Written exercise ▸ Return the text about old police cruisers and '70s music word for word, in full.

Text provided ▸
# # # #

Back when the Blues Mobile was just off the big screen... early '80s... our town was running a Chevy Citation and an Aries-K as their cruisers. Do you have any idea how awful a Chevy Citation Cruiser was? I was still in HS then... but the officers HATED those cars! And you could outrun the Chevy Citation on foot. It would make it only so far before breaking down.
Sirhr
Sing it, Brother!Yeah. But then you had the Bee Gees, KC and the Sunshine Band, the Village People and more than a few other disco homos. I all but stopped listing to anything new in the early 70s.
The '70s had a lot of good music, too. Forget Disco and that soul crap. But you had a lot of great Southern Rock. Punk and New Wave. The Who, Led Zepplin, Pink Floyd... dozens of others from Aerosmith to Zappa... were in their prime.

# # # #

Supplied material ▸
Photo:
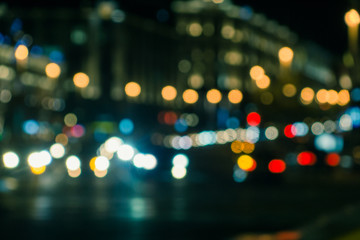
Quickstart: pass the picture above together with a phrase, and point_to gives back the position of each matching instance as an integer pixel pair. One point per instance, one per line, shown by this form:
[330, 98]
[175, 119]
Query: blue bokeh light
[232, 122]
[126, 126]
[180, 125]
[329, 143]
[31, 127]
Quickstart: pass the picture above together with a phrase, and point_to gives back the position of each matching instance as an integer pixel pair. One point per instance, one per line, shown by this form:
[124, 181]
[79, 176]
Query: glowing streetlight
[286, 56]
[352, 20]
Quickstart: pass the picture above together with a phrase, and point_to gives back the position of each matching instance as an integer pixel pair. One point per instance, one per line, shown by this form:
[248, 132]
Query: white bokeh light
[73, 163]
[150, 162]
[57, 150]
[102, 163]
[10, 160]
[125, 152]
[178, 172]
[113, 144]
[180, 160]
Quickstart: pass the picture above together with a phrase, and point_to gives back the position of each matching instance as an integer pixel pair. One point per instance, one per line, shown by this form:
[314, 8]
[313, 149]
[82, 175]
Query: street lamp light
[352, 20]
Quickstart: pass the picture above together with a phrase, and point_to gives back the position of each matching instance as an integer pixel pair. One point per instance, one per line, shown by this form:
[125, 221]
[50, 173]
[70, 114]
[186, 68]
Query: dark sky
[319, 21]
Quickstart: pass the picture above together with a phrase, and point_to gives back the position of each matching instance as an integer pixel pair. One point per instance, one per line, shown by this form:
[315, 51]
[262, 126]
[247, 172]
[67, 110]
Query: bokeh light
[21, 52]
[126, 126]
[178, 172]
[286, 55]
[236, 146]
[52, 70]
[70, 119]
[180, 160]
[10, 160]
[125, 152]
[169, 93]
[213, 96]
[196, 81]
[343, 97]
[102, 163]
[277, 166]
[62, 139]
[72, 163]
[31, 127]
[195, 29]
[100, 174]
[307, 95]
[257, 72]
[245, 162]
[332, 159]
[81, 80]
[322, 96]
[38, 170]
[271, 133]
[352, 18]
[306, 158]
[263, 82]
[253, 119]
[132, 89]
[235, 96]
[190, 96]
[74, 173]
[289, 90]
[112, 144]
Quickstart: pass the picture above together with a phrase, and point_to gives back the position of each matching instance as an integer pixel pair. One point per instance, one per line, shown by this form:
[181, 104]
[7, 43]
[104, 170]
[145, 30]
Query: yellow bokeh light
[343, 97]
[92, 163]
[263, 82]
[100, 174]
[266, 98]
[214, 96]
[196, 81]
[245, 162]
[307, 95]
[352, 18]
[248, 147]
[81, 80]
[233, 58]
[38, 170]
[132, 89]
[190, 96]
[169, 93]
[70, 119]
[286, 55]
[257, 72]
[218, 1]
[289, 90]
[195, 29]
[332, 97]
[62, 139]
[236, 146]
[235, 96]
[322, 96]
[228, 31]
[74, 173]
[21, 52]
[52, 70]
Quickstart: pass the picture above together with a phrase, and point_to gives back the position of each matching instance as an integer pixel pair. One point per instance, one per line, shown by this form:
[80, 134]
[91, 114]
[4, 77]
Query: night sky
[319, 21]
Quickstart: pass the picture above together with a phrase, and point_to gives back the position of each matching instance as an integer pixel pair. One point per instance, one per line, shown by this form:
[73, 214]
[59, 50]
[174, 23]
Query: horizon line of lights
[213, 96]
[347, 121]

# # # #

Written solution ▸
Back when the Blues Mobile was just off the big screen... early '80s... our town was running a Chevy Citation and an Aries-K as their cruisers. Do you have any idea how awful a Chevy Citation Cruiser was? I was still in HS then... but the officers HATED those cars! And you could outrun the Chevy Citation on foot. It would make it only so far before breaking down.
Sirhr
Sing it, Brother!Yeah. But then you had the Bee Gees, KC and the Sunshine Band, the Village People and more than a few other disco homos. I all but stopped listing to anything new in the early 70s.
The '70s had a lot of good music, too. Forget Disco and that soul crap. But you had a lot of great Southern Rock. Punk and New Wave. The Who, Led Zepplin, Pink Floyd... dozens of others from Aerosmith to Zappa... were in their prime.